[Pointing dataset records]
* * *

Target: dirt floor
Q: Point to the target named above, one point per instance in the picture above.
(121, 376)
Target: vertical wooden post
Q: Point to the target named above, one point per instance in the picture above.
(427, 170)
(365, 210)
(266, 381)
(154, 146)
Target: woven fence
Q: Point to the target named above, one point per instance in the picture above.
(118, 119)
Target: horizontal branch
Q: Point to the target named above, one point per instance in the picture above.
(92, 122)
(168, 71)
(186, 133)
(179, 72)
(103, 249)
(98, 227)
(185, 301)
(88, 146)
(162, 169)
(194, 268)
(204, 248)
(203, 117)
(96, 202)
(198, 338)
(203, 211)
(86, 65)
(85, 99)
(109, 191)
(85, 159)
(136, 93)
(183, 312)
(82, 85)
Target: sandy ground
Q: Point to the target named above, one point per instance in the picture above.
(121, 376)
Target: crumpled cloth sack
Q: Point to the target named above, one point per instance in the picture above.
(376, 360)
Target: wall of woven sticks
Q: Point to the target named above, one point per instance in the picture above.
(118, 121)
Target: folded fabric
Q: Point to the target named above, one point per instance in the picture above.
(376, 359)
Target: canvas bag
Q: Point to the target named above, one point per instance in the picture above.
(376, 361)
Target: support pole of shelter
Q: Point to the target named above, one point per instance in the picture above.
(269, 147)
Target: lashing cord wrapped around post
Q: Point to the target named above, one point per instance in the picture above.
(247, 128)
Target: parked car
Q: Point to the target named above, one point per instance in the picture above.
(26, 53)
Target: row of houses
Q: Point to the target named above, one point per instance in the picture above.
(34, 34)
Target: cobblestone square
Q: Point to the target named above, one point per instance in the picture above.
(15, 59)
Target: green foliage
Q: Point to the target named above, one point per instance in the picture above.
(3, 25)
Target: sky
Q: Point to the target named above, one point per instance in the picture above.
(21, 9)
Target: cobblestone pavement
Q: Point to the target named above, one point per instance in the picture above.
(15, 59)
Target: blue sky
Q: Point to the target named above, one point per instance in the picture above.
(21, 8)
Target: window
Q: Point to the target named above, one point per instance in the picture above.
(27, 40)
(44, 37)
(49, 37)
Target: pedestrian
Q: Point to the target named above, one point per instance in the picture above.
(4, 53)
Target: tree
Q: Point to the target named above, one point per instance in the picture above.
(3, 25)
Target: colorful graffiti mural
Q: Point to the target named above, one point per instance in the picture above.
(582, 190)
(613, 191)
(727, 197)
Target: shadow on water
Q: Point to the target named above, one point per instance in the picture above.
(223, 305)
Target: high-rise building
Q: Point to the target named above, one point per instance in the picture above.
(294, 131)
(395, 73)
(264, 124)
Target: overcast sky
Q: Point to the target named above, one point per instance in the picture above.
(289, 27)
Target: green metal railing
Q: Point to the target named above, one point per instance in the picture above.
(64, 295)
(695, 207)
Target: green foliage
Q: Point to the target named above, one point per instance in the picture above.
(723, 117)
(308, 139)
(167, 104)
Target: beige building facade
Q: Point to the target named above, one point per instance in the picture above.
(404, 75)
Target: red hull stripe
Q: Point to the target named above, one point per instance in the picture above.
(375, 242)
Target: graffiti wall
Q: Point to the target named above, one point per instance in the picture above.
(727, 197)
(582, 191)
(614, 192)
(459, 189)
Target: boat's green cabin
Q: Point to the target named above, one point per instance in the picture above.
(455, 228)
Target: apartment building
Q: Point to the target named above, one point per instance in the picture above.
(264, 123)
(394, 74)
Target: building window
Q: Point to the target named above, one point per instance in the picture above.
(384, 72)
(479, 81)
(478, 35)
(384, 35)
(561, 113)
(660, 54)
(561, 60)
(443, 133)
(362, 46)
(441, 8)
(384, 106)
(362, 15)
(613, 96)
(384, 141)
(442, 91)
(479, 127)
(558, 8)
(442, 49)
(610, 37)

* * *

* WRITTEN PROBLEM
Return every entry exactly as given.

* RESULT OF THIS TASK
Target: dirt floor
Q: Point to the target named above, one point per instance in the picture above.
(121, 376)
Target: vertical wooden post
Q: Point to the target named above, one point per instance in the picture above.
(427, 170)
(365, 210)
(266, 381)
(154, 146)
Target: woven fence
Q: Point to the target named above, one point per instance in the picture above.
(118, 119)
Target: horizontal branch
Q: Point to the target named above, one point per instance in the picture above.
(92, 122)
(168, 71)
(186, 133)
(179, 72)
(103, 249)
(98, 227)
(185, 301)
(88, 146)
(162, 169)
(194, 268)
(204, 248)
(203, 117)
(96, 202)
(198, 338)
(203, 211)
(86, 65)
(85, 99)
(109, 191)
(85, 159)
(136, 93)
(183, 312)
(82, 85)
Target: sandy ground
Q: Point to the target named above, one point per instance in the picture above.
(121, 376)
Target: crumpled cloth sack
Q: Point to the target named above, one point per instance in the picture above.
(376, 360)
Target: wall of woven sticks
Q: Point to the target named above, one point per instance in the picture above.
(118, 121)
Target: folded fabric
Q: Point to the target named above, one point per instance in the picture above.
(376, 359)
Target: canvas bag
Q: Point to the target named above, one point per instance in the picture above.
(376, 361)
Target: support pole of shelter
Q: Point to the target named above, one point per instance in the picture above.
(269, 147)
Target: lashing cord wrapped around post
Q: Point to the target named above, one point per instance in the picture above.
(247, 128)
Target: parked car
Q: Point to the target named above, one point per instance in the picture above.
(26, 53)
Target: row of houses
Q: Point to the target named above, one point per instance in the picture above.
(34, 34)
Target: cobblestone square
Q: Point to the target named above, one point per instance in the picture above.
(15, 59)
Target: green foliage
Q: Point to the target named above, one point per instance in the picture above.
(3, 25)
Target: sky
Q: Point to the target named above, one point per instance in the picture above.
(21, 9)
Target: cobblestone pavement
Q: Point to the target named above, one point per instance in the picture above.
(15, 59)
Target: blue sky
Q: Point to the target named above, one point per instance in the picture above.
(21, 8)
Target: window
Q: Point to the target named above, one point per instance in the picture above.
(27, 40)
(44, 37)
(49, 37)
Target: pedestrian
Q: Point to the target named above, one point per instance in the picture above.
(4, 53)
Target: tree
Q: Point to the target named above, one point per instance in the picture above.
(3, 25)
Target: colorful graffiti mural
Q: Point to the target named above, one point per instance in the picture above.
(582, 190)
(613, 191)
(727, 197)
Target: shadow on water
Q: Point to the target named above, one point per instance in the picture above.
(223, 305)
Target: high-rise building
Q: Point to the target named above, one point per instance in the picture above.
(294, 131)
(395, 73)
(264, 124)
Target: overcast sky
Q: Point to the target named above, one point per instance in the picture above.
(289, 27)
Target: green metal railing
Q: Point to the target named above, one point per instance in the picture above.
(64, 295)
(695, 207)
Target: green foliage
Q: Point to the target named above, one point per instance in the picture above.
(723, 117)
(308, 139)
(167, 104)
Target: beige building facade
Q: Point to the target named above, one point per instance in the picture above.
(404, 75)
Target: red hull stripe
Q: Point to the target named above, one point per instance in the picture above.
(375, 242)
Target: graffiti wall
Q: Point to the target named above, one point per instance in the picture above.
(727, 197)
(582, 191)
(614, 192)
(459, 189)
Target: boat's green cabin
Q: Point to the target named above, one point per instance in the picture above.
(455, 228)
Target: apartment building
Q: Point to the target named above, one point per instance in the picture above.
(264, 123)
(394, 74)
Target: building window
Q: Point to the target named above, one point per instance in the picture above.
(384, 72)
(479, 81)
(478, 35)
(384, 35)
(561, 113)
(660, 54)
(561, 60)
(443, 133)
(362, 46)
(441, 8)
(384, 106)
(362, 15)
(613, 96)
(384, 141)
(442, 91)
(479, 127)
(558, 8)
(442, 49)
(610, 37)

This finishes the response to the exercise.